=== WHAT IS NEEDED ===
If a line in the data below includes the string "pink", please return a copy of it.

Data extracted from a collection
◆ ◆ ◆

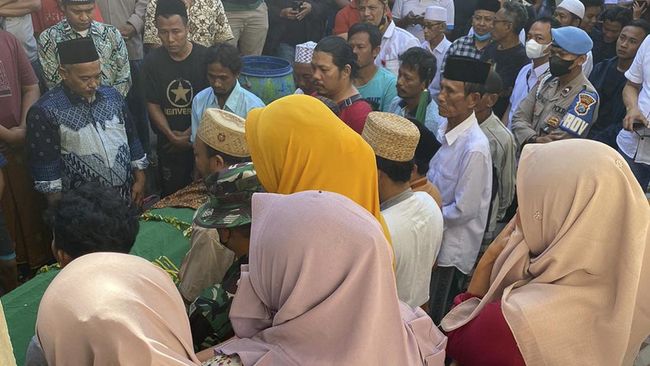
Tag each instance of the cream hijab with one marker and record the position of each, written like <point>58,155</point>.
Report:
<point>574,278</point>
<point>319,290</point>
<point>114,309</point>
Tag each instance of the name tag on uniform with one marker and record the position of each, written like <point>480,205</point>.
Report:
<point>580,114</point>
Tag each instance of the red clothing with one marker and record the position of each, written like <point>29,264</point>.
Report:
<point>51,14</point>
<point>15,72</point>
<point>355,115</point>
<point>486,340</point>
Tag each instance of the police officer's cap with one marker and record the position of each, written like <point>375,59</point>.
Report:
<point>573,40</point>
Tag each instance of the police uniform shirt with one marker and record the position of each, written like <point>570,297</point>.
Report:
<point>569,110</point>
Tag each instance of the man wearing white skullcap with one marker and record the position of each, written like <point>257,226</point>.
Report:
<point>435,25</point>
<point>570,12</point>
<point>409,14</point>
<point>302,71</point>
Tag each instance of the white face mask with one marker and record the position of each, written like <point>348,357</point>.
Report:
<point>535,50</point>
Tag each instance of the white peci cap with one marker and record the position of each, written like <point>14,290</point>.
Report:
<point>304,52</point>
<point>574,7</point>
<point>435,13</point>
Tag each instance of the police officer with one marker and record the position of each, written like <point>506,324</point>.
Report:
<point>564,103</point>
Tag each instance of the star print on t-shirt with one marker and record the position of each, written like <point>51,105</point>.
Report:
<point>180,93</point>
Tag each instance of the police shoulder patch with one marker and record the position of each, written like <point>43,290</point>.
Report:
<point>580,114</point>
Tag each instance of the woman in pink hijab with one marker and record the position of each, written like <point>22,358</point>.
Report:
<point>319,290</point>
<point>568,281</point>
<point>107,309</point>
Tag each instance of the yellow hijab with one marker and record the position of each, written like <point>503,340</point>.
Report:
<point>297,144</point>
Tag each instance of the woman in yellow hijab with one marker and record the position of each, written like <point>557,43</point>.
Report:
<point>298,144</point>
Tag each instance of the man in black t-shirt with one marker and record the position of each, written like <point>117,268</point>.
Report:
<point>507,52</point>
<point>173,75</point>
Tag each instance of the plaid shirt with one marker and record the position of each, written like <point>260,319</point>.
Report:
<point>463,46</point>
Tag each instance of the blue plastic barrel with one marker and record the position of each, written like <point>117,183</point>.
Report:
<point>269,78</point>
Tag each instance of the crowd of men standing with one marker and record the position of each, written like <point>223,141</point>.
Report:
<point>84,82</point>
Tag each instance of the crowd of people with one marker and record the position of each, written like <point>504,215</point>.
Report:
<point>452,181</point>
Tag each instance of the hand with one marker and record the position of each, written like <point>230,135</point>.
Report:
<point>5,148</point>
<point>556,135</point>
<point>289,13</point>
<point>638,9</point>
<point>179,141</point>
<point>137,192</point>
<point>543,139</point>
<point>127,30</point>
<point>634,116</point>
<point>305,9</point>
<point>480,283</point>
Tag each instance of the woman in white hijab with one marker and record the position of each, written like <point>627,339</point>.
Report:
<point>568,281</point>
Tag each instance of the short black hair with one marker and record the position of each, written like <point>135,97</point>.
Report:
<point>427,147</point>
<point>417,58</point>
<point>225,54</point>
<point>169,8</point>
<point>397,171</point>
<point>593,3</point>
<point>549,20</point>
<point>341,52</point>
<point>516,14</point>
<point>617,14</point>
<point>227,158</point>
<point>640,23</point>
<point>374,34</point>
<point>93,218</point>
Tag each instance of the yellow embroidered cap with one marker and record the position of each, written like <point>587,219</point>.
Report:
<point>224,132</point>
<point>391,137</point>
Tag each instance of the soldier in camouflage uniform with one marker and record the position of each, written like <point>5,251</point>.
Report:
<point>220,142</point>
<point>228,211</point>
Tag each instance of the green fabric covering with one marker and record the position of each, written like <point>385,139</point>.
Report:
<point>155,239</point>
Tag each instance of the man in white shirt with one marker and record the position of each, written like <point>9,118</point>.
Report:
<point>538,50</point>
<point>302,72</point>
<point>572,13</point>
<point>462,170</point>
<point>503,151</point>
<point>436,42</point>
<point>408,14</point>
<point>634,140</point>
<point>394,40</point>
<point>414,219</point>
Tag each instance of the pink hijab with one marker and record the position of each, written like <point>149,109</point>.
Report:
<point>574,279</point>
<point>107,309</point>
<point>319,290</point>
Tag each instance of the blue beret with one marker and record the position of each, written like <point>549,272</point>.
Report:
<point>573,40</point>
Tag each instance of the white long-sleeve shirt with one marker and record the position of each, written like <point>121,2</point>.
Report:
<point>393,43</point>
<point>462,170</point>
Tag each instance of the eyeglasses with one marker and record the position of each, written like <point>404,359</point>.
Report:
<point>486,19</point>
<point>432,25</point>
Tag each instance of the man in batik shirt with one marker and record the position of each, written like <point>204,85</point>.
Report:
<point>79,23</point>
<point>80,131</point>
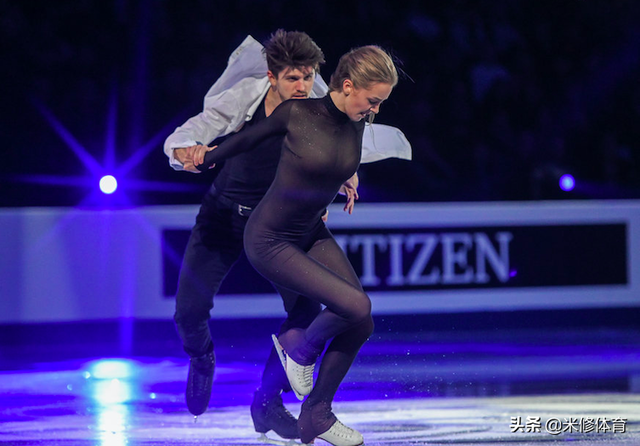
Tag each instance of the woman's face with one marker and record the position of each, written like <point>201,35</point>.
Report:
<point>360,102</point>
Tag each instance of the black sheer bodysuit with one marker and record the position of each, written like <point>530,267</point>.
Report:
<point>286,240</point>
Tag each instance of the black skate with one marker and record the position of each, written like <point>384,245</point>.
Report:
<point>199,383</point>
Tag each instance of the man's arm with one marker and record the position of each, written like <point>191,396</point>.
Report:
<point>201,129</point>
<point>350,190</point>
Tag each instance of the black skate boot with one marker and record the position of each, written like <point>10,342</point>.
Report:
<point>199,383</point>
<point>318,421</point>
<point>268,413</point>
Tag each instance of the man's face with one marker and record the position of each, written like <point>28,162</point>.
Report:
<point>293,82</point>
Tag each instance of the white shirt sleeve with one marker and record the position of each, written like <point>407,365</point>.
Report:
<point>381,141</point>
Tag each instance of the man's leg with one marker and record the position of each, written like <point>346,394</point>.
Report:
<point>214,246</point>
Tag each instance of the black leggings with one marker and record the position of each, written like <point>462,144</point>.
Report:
<point>317,268</point>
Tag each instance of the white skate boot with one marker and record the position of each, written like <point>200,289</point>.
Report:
<point>300,376</point>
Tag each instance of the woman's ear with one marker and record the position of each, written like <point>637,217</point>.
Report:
<point>272,78</point>
<point>347,87</point>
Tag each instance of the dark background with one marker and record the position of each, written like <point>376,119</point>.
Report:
<point>500,97</point>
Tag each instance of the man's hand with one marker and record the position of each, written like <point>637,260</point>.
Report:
<point>350,190</point>
<point>192,156</point>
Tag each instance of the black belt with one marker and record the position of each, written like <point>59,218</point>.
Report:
<point>241,209</point>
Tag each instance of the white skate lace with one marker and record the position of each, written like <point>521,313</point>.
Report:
<point>341,435</point>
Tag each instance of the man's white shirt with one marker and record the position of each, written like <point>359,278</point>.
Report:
<point>236,95</point>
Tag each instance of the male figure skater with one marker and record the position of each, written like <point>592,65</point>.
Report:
<point>255,82</point>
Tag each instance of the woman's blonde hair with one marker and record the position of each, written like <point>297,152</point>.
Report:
<point>364,66</point>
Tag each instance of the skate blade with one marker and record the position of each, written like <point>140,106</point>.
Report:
<point>266,440</point>
<point>283,360</point>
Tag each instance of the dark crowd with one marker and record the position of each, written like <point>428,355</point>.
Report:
<point>499,98</point>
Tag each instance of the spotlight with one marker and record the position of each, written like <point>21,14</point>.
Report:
<point>108,184</point>
<point>567,182</point>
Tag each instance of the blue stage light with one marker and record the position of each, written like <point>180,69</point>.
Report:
<point>567,182</point>
<point>108,184</point>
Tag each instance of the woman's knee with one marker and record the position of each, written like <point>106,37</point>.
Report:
<point>360,308</point>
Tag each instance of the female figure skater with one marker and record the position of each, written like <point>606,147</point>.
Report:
<point>288,243</point>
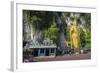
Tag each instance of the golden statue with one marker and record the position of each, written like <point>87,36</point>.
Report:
<point>74,35</point>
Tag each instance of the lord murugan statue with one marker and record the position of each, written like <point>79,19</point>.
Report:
<point>74,35</point>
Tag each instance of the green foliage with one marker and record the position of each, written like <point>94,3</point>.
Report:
<point>52,33</point>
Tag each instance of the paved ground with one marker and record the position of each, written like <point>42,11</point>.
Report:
<point>64,57</point>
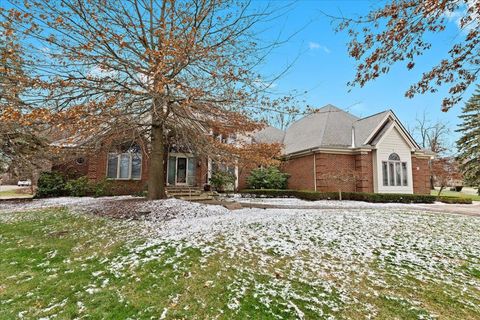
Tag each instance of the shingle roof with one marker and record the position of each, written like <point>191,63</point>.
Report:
<point>269,135</point>
<point>329,126</point>
<point>364,127</point>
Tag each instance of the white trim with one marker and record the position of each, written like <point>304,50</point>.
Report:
<point>186,172</point>
<point>118,155</point>
<point>401,128</point>
<point>378,127</point>
<point>400,131</point>
<point>178,155</point>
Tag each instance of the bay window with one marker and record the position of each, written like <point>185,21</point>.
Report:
<point>394,171</point>
<point>125,164</point>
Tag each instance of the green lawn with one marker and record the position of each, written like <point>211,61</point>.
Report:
<point>14,193</point>
<point>56,263</point>
<point>448,193</point>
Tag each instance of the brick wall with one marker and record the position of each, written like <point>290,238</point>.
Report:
<point>301,173</point>
<point>421,175</point>
<point>330,165</point>
<point>97,171</point>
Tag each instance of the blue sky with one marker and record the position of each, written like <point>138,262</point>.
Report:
<point>322,66</point>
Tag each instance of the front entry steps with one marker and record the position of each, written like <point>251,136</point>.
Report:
<point>188,193</point>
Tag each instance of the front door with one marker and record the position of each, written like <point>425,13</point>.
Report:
<point>181,170</point>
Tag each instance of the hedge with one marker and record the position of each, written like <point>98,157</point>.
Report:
<point>356,196</point>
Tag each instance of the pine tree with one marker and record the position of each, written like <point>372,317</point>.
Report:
<point>469,143</point>
<point>22,150</point>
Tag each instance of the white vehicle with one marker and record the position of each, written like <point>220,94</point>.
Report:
<point>24,183</point>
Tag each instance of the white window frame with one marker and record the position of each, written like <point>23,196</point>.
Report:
<point>119,156</point>
<point>403,173</point>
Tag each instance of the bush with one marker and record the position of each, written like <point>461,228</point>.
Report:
<point>78,188</point>
<point>51,184</point>
<point>357,196</point>
<point>455,200</point>
<point>221,180</point>
<point>267,178</point>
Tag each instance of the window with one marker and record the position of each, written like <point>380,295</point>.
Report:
<point>126,164</point>
<point>394,172</point>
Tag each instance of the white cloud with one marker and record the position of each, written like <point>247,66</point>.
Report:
<point>457,15</point>
<point>313,45</point>
<point>317,46</point>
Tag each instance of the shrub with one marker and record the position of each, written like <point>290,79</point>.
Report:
<point>267,178</point>
<point>455,200</point>
<point>220,180</point>
<point>51,184</point>
<point>102,188</point>
<point>78,188</point>
<point>357,196</point>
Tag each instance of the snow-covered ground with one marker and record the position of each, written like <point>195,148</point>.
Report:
<point>351,253</point>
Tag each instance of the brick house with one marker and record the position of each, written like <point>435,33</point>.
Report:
<point>322,150</point>
<point>376,151</point>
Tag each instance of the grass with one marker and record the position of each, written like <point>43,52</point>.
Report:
<point>56,263</point>
<point>14,193</point>
<point>448,193</point>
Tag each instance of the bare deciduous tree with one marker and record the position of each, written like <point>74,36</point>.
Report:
<point>398,31</point>
<point>172,69</point>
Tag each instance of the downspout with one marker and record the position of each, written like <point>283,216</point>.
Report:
<point>353,137</point>
<point>314,172</point>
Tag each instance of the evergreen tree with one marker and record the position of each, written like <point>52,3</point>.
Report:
<point>469,143</point>
<point>21,148</point>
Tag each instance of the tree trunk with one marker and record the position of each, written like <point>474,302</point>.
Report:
<point>156,172</point>
<point>432,179</point>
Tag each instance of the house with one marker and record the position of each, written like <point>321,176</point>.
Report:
<point>333,150</point>
<point>329,150</point>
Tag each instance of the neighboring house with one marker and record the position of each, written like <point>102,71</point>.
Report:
<point>376,151</point>
<point>323,149</point>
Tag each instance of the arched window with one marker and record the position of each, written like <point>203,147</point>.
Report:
<point>394,171</point>
<point>125,162</point>
<point>394,157</point>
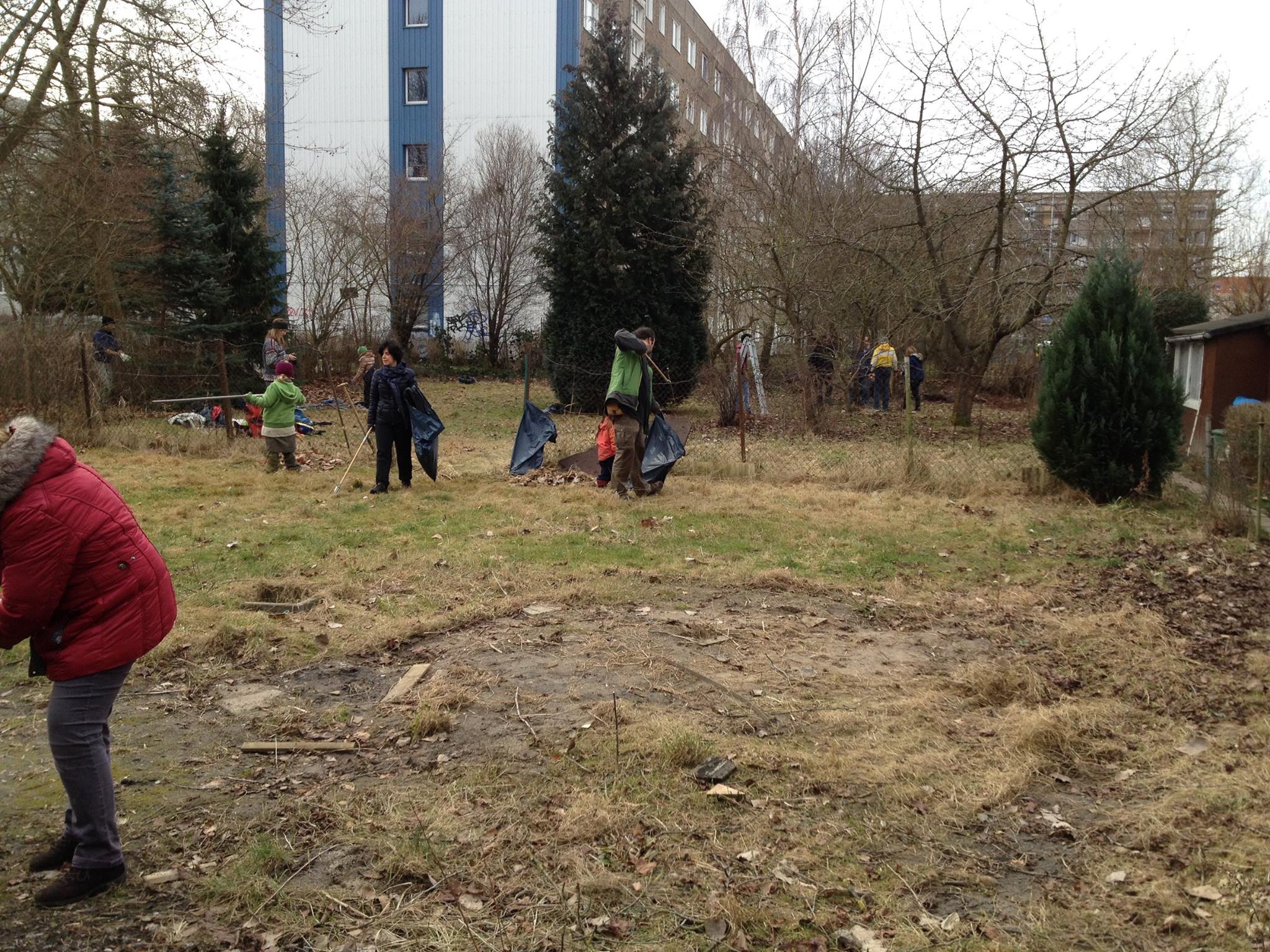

◆ ◆ ◆

=== SOLUTION BELOW ===
Tag each instance of the woman in pink hijab with one marker and record the position of each, written like <point>22,358</point>.
Tag each instance of the pink hijab with one marker and record the position of each, written like <point>149,109</point>.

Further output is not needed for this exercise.